* [Objective] Everything from the line with "[point] horizon (one" to the end of the data should be restated word for word, and nothing before it.

* [Dataset]
--

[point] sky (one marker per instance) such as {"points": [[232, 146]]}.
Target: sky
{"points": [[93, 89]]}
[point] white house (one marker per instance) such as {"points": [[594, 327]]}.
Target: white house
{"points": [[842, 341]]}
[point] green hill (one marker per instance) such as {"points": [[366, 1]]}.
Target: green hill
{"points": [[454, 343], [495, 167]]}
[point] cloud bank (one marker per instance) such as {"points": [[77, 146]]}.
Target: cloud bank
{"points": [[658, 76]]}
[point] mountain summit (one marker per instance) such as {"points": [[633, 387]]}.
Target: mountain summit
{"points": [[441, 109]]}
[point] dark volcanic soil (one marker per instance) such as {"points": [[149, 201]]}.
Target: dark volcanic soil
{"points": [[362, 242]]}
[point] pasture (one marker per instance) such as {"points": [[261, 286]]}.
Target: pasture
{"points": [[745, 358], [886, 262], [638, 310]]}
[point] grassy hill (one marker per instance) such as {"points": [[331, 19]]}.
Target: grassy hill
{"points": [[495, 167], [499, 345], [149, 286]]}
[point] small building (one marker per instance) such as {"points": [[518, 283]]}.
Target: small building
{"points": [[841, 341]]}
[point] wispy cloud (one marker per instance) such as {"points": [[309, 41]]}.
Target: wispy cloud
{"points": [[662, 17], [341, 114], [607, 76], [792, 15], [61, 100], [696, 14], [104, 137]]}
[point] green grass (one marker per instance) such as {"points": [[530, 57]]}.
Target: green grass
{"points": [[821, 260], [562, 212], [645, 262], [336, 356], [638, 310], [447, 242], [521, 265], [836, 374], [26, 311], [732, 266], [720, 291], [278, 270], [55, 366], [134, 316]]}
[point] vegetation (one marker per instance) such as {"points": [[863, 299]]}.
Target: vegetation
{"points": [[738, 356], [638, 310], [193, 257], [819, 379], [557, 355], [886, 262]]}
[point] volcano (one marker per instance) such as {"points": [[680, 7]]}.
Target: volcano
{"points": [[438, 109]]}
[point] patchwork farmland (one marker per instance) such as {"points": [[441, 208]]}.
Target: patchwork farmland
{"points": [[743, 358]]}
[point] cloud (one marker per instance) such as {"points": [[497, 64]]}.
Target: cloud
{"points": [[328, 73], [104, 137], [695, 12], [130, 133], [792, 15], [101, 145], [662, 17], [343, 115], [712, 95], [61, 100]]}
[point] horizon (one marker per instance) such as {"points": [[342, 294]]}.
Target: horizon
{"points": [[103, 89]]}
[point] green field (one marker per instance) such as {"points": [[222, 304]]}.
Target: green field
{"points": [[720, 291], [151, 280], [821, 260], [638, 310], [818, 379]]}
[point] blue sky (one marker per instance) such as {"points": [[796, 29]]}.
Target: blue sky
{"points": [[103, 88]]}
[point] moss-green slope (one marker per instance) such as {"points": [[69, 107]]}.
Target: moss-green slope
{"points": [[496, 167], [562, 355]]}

--

* [Written answer]
[point] horizon (one marker per instance) such as {"points": [[342, 294]]}.
Target: horizon
{"points": [[103, 89]]}
[point] green field (one marker per instance) such as {"points": [[222, 304]]}.
Target: green field
{"points": [[720, 291], [151, 280], [821, 260], [638, 310], [818, 379]]}
[point] blue sky (one marker per instance) such as {"points": [[796, 29]]}.
Target: blue sky
{"points": [[103, 88]]}
[point] moss-green slope (one marker per instance) such as {"points": [[69, 107]]}.
Target: moss-green slope
{"points": [[496, 167], [562, 355]]}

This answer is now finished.